# Exercise brief:
Could you please reproduce the entries exactly, leaving out any pictures?

# Input for this task:
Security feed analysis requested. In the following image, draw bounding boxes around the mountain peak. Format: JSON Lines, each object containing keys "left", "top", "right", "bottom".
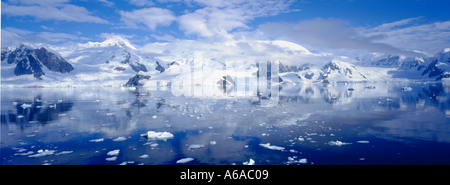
{"left": 79, "top": 36, "right": 137, "bottom": 50}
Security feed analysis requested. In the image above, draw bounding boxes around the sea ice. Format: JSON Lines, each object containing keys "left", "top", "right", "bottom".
{"left": 139, "top": 154, "right": 149, "bottom": 158}
{"left": 90, "top": 138, "right": 104, "bottom": 142}
{"left": 144, "top": 131, "right": 174, "bottom": 141}
{"left": 328, "top": 140, "right": 351, "bottom": 146}
{"left": 56, "top": 151, "right": 73, "bottom": 155}
{"left": 28, "top": 149, "right": 56, "bottom": 158}
{"left": 112, "top": 136, "right": 127, "bottom": 142}
{"left": 243, "top": 159, "right": 255, "bottom": 165}
{"left": 106, "top": 156, "right": 117, "bottom": 161}
{"left": 107, "top": 149, "right": 120, "bottom": 156}
{"left": 259, "top": 143, "right": 285, "bottom": 151}
{"left": 20, "top": 103, "right": 32, "bottom": 109}
{"left": 188, "top": 144, "right": 205, "bottom": 150}
{"left": 176, "top": 157, "right": 194, "bottom": 164}
{"left": 401, "top": 87, "right": 413, "bottom": 91}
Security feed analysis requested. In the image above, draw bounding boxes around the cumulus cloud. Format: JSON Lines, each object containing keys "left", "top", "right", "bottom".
{"left": 1, "top": 0, "right": 108, "bottom": 24}
{"left": 177, "top": 0, "right": 294, "bottom": 38}
{"left": 119, "top": 7, "right": 176, "bottom": 30}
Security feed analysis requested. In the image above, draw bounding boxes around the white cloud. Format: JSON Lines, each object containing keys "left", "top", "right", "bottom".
{"left": 1, "top": 1, "right": 108, "bottom": 24}
{"left": 98, "top": 0, "right": 114, "bottom": 7}
{"left": 258, "top": 18, "right": 424, "bottom": 57}
{"left": 128, "top": 0, "right": 155, "bottom": 6}
{"left": 140, "top": 37, "right": 332, "bottom": 66}
{"left": 119, "top": 7, "right": 176, "bottom": 30}
{"left": 177, "top": 0, "right": 294, "bottom": 38}
{"left": 360, "top": 18, "right": 450, "bottom": 55}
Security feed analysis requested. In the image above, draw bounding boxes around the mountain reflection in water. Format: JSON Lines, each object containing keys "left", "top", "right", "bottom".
{"left": 1, "top": 82, "right": 450, "bottom": 165}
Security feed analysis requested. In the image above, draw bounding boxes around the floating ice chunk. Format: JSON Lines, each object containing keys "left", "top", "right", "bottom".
{"left": 21, "top": 103, "right": 32, "bottom": 109}
{"left": 29, "top": 149, "right": 56, "bottom": 158}
{"left": 298, "top": 158, "right": 307, "bottom": 164}
{"left": 56, "top": 151, "right": 73, "bottom": 155}
{"left": 152, "top": 115, "right": 157, "bottom": 119}
{"left": 401, "top": 87, "right": 413, "bottom": 91}
{"left": 243, "top": 159, "right": 255, "bottom": 165}
{"left": 17, "top": 115, "right": 24, "bottom": 119}
{"left": 259, "top": 143, "right": 285, "bottom": 151}
{"left": 106, "top": 112, "right": 115, "bottom": 116}
{"left": 107, "top": 149, "right": 120, "bottom": 156}
{"left": 176, "top": 157, "right": 194, "bottom": 164}
{"left": 144, "top": 131, "right": 174, "bottom": 141}
{"left": 286, "top": 156, "right": 307, "bottom": 164}
{"left": 17, "top": 151, "right": 34, "bottom": 156}
{"left": 90, "top": 138, "right": 104, "bottom": 142}
{"left": 357, "top": 140, "right": 370, "bottom": 144}
{"left": 106, "top": 156, "right": 117, "bottom": 161}
{"left": 139, "top": 154, "right": 149, "bottom": 159}
{"left": 209, "top": 141, "right": 217, "bottom": 145}
{"left": 188, "top": 144, "right": 204, "bottom": 150}
{"left": 112, "top": 136, "right": 127, "bottom": 142}
{"left": 328, "top": 140, "right": 351, "bottom": 146}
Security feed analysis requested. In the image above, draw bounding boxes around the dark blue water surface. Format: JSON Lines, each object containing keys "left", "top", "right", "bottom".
{"left": 1, "top": 82, "right": 450, "bottom": 165}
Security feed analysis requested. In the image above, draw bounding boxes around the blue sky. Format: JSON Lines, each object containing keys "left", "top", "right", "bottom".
{"left": 2, "top": 0, "right": 450, "bottom": 58}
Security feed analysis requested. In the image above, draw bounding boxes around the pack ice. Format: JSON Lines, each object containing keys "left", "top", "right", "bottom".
{"left": 142, "top": 131, "right": 174, "bottom": 141}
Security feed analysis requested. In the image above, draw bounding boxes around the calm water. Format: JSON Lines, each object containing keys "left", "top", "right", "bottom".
{"left": 1, "top": 82, "right": 450, "bottom": 165}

# Worked solution:
Security feed analysis requested. In the following image, draw bounding boxes around the mountain peak. Format: JSON Lines, each object containing keys "left", "top", "right", "bottom".
{"left": 79, "top": 36, "right": 137, "bottom": 50}
Security feed analysis requested. In the image above, draw bounding boxes around the sea ice. Format: JSON Lines, each object containing keys "left", "top", "right", "bottom".
{"left": 139, "top": 154, "right": 149, "bottom": 158}
{"left": 90, "top": 138, "right": 104, "bottom": 142}
{"left": 144, "top": 131, "right": 174, "bottom": 141}
{"left": 328, "top": 140, "right": 351, "bottom": 146}
{"left": 56, "top": 151, "right": 73, "bottom": 155}
{"left": 28, "top": 149, "right": 56, "bottom": 158}
{"left": 112, "top": 136, "right": 127, "bottom": 142}
{"left": 243, "top": 159, "right": 255, "bottom": 165}
{"left": 106, "top": 156, "right": 117, "bottom": 161}
{"left": 107, "top": 149, "right": 120, "bottom": 156}
{"left": 259, "top": 143, "right": 285, "bottom": 151}
{"left": 20, "top": 103, "right": 32, "bottom": 109}
{"left": 188, "top": 144, "right": 205, "bottom": 150}
{"left": 176, "top": 157, "right": 194, "bottom": 164}
{"left": 401, "top": 87, "right": 413, "bottom": 91}
Security feed analysis requested. In the image above, draw bounding boxes around the cumulus cloud. Format: JSON Lines, each object containing keys "left", "top", "right", "bottom".
{"left": 1, "top": 0, "right": 108, "bottom": 24}
{"left": 177, "top": 0, "right": 294, "bottom": 38}
{"left": 119, "top": 7, "right": 176, "bottom": 30}
Security feed analysis requested. In the image above, draw bounding boxes around the white cloud. Format: JSON Lines, each object containing keys "left", "top", "right", "bottom".
{"left": 1, "top": 1, "right": 108, "bottom": 24}
{"left": 98, "top": 0, "right": 114, "bottom": 7}
{"left": 258, "top": 18, "right": 424, "bottom": 57}
{"left": 128, "top": 0, "right": 155, "bottom": 6}
{"left": 140, "top": 37, "right": 332, "bottom": 66}
{"left": 119, "top": 7, "right": 176, "bottom": 30}
{"left": 177, "top": 0, "right": 294, "bottom": 38}
{"left": 360, "top": 18, "right": 450, "bottom": 55}
Security feed analysis requested. In the image above, draw bounding boxes around the mountain reflection in water. Format: JSON Lines, each object containing keys "left", "top", "right", "bottom".
{"left": 1, "top": 82, "right": 450, "bottom": 165}
Security feed analysis requested. In the image above, draw bounding boxes around the floating ice chunk. Format: JSON Lines, each object containing keys "left", "top", "right", "bottom".
{"left": 21, "top": 103, "right": 32, "bottom": 109}
{"left": 29, "top": 149, "right": 56, "bottom": 158}
{"left": 298, "top": 158, "right": 307, "bottom": 164}
{"left": 56, "top": 151, "right": 73, "bottom": 155}
{"left": 152, "top": 115, "right": 157, "bottom": 119}
{"left": 401, "top": 87, "right": 413, "bottom": 91}
{"left": 243, "top": 159, "right": 255, "bottom": 165}
{"left": 17, "top": 115, "right": 24, "bottom": 119}
{"left": 259, "top": 143, "right": 285, "bottom": 151}
{"left": 106, "top": 112, "right": 115, "bottom": 116}
{"left": 107, "top": 149, "right": 120, "bottom": 156}
{"left": 176, "top": 157, "right": 194, "bottom": 164}
{"left": 144, "top": 131, "right": 174, "bottom": 141}
{"left": 286, "top": 156, "right": 307, "bottom": 164}
{"left": 17, "top": 151, "right": 34, "bottom": 156}
{"left": 90, "top": 138, "right": 104, "bottom": 142}
{"left": 357, "top": 140, "right": 370, "bottom": 144}
{"left": 106, "top": 156, "right": 117, "bottom": 161}
{"left": 139, "top": 154, "right": 149, "bottom": 159}
{"left": 209, "top": 141, "right": 217, "bottom": 145}
{"left": 188, "top": 144, "right": 204, "bottom": 150}
{"left": 112, "top": 136, "right": 127, "bottom": 142}
{"left": 328, "top": 140, "right": 351, "bottom": 146}
Security feed analysis requested. In the image above, draw bounding boxes around the dark blue water surface. Format: JSON Lines, each object containing keys "left", "top", "right", "bottom".
{"left": 1, "top": 82, "right": 450, "bottom": 165}
Security feed analysis requested. In the image above, draw bounding boxes around the blue sky. Format: JSON Lines, each object containing keys "left", "top", "right", "bottom".
{"left": 2, "top": 0, "right": 450, "bottom": 58}
Security feed analysis requested. In the image above, draw bounding boxes around the pack ice. Format: JSON Lines, each object containing keys "left", "top", "right", "bottom".
{"left": 142, "top": 131, "right": 174, "bottom": 141}
Security feed analysis requested. In the image above, draw bounding boxes around the calm water. Format: JSON Lines, each object containing keys "left", "top", "right", "bottom".
{"left": 1, "top": 82, "right": 450, "bottom": 165}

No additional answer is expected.